§ **WORK ITEM**
Using the listing below, set down exactly the lines starting at the line that contains "Prove me wrong or prove me right: there's a clear" and ending at the line that contains "Prove me wrong or prove me right: there's a golden", both included, and no others.

SOURCE DATA section start

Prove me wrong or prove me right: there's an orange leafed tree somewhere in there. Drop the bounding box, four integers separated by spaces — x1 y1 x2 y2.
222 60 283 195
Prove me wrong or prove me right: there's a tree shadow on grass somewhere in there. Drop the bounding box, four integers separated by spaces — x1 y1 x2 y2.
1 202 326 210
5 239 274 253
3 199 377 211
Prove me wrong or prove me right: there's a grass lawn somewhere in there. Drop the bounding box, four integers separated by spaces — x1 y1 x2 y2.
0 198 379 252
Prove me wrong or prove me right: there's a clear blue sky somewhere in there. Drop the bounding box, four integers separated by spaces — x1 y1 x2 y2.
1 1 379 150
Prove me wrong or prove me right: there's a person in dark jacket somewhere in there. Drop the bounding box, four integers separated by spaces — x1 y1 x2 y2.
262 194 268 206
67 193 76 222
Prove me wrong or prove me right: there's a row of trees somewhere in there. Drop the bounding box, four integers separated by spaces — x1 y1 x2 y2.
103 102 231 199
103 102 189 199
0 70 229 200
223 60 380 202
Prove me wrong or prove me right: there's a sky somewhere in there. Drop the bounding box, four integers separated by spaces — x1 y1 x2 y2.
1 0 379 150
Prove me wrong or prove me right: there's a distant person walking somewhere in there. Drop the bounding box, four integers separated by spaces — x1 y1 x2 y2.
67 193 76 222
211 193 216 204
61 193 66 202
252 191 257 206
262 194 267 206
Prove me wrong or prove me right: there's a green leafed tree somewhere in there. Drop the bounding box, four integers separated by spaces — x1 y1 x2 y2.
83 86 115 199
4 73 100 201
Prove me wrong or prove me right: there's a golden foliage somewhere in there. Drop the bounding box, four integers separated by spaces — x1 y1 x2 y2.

SOURCE DATA section end
SOURCE DATA section start

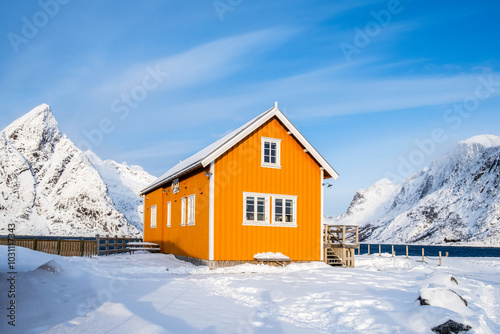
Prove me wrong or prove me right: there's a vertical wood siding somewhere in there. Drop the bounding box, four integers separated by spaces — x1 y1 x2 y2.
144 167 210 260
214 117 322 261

SOURCE DATA section end
SOURCE DATA section start

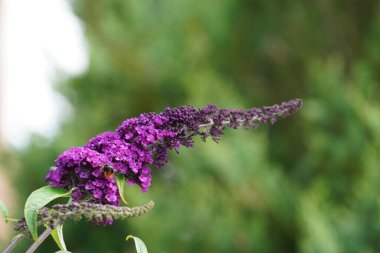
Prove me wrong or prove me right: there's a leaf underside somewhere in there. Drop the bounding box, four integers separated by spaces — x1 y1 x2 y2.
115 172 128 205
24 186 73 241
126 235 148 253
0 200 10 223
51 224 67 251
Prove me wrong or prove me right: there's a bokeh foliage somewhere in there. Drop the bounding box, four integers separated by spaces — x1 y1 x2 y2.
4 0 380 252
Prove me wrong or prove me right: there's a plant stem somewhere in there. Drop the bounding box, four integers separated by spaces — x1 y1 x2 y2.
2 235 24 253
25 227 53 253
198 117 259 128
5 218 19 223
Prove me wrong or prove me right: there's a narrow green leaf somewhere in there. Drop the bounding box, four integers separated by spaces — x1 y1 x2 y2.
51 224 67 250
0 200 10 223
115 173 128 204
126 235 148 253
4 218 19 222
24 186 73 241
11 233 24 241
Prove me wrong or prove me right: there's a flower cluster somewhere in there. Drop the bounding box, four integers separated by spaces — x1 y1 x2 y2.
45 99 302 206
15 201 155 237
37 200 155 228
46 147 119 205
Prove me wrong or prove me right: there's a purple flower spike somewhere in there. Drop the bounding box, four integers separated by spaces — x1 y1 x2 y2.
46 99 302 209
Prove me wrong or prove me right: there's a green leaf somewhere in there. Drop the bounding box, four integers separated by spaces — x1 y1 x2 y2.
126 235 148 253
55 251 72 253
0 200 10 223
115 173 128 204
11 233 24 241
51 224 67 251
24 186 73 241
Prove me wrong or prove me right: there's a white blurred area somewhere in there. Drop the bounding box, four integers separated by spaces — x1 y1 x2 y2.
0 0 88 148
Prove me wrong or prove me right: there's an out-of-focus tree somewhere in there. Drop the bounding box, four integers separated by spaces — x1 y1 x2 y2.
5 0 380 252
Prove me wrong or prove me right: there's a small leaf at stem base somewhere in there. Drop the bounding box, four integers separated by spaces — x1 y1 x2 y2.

SOURCE DATA section end

§ **SOLUTION TO THE PROBLEM**
Prove me wrong or prove me right: there's a clear blue sky somewhere in there. Drop the bounding box, four integers separated by spaces — x1 y1 x2 y2.
1 1 379 150
Prove me wrong or prove me right: there's a person in dark jacket somewhere in there. Drop the bounding box, four integers separated by spaces — x1 y1 x2 y2.
262 194 268 206
67 193 76 222
Prove me wrong or prove me right: there's a row of trees somewhere in there. Drop the bounding box, four integers separated by spaces — x1 y1 x2 y2.
103 102 231 199
103 102 189 199
0 70 229 200
223 60 380 202
Prove me wrong or prove me right: there's a sky somewhere in there. Drop the bounding box, four integers separated by spaces — x1 y1 x2 y2.
1 0 379 150
Prove me wrong or prove me right: there's a distant person walking somewhere in there. Drop the bounding box, four integers separated by spaces — x1 y1 x2 y2.
67 193 76 222
211 193 216 204
61 193 66 202
252 191 257 206
262 194 267 206
Prove me wrong or prove me right: there's a green leafed tree somewhere in there. Drop the bounding box, four integers separated by spaces — x1 y1 x2 y2.
83 86 115 199
4 73 100 201
Prove me wrong or prove me right: there's a golden foliage somewhere in there. Drop the bounding box, four integers separated by spaces — x1 y1 x2 y2.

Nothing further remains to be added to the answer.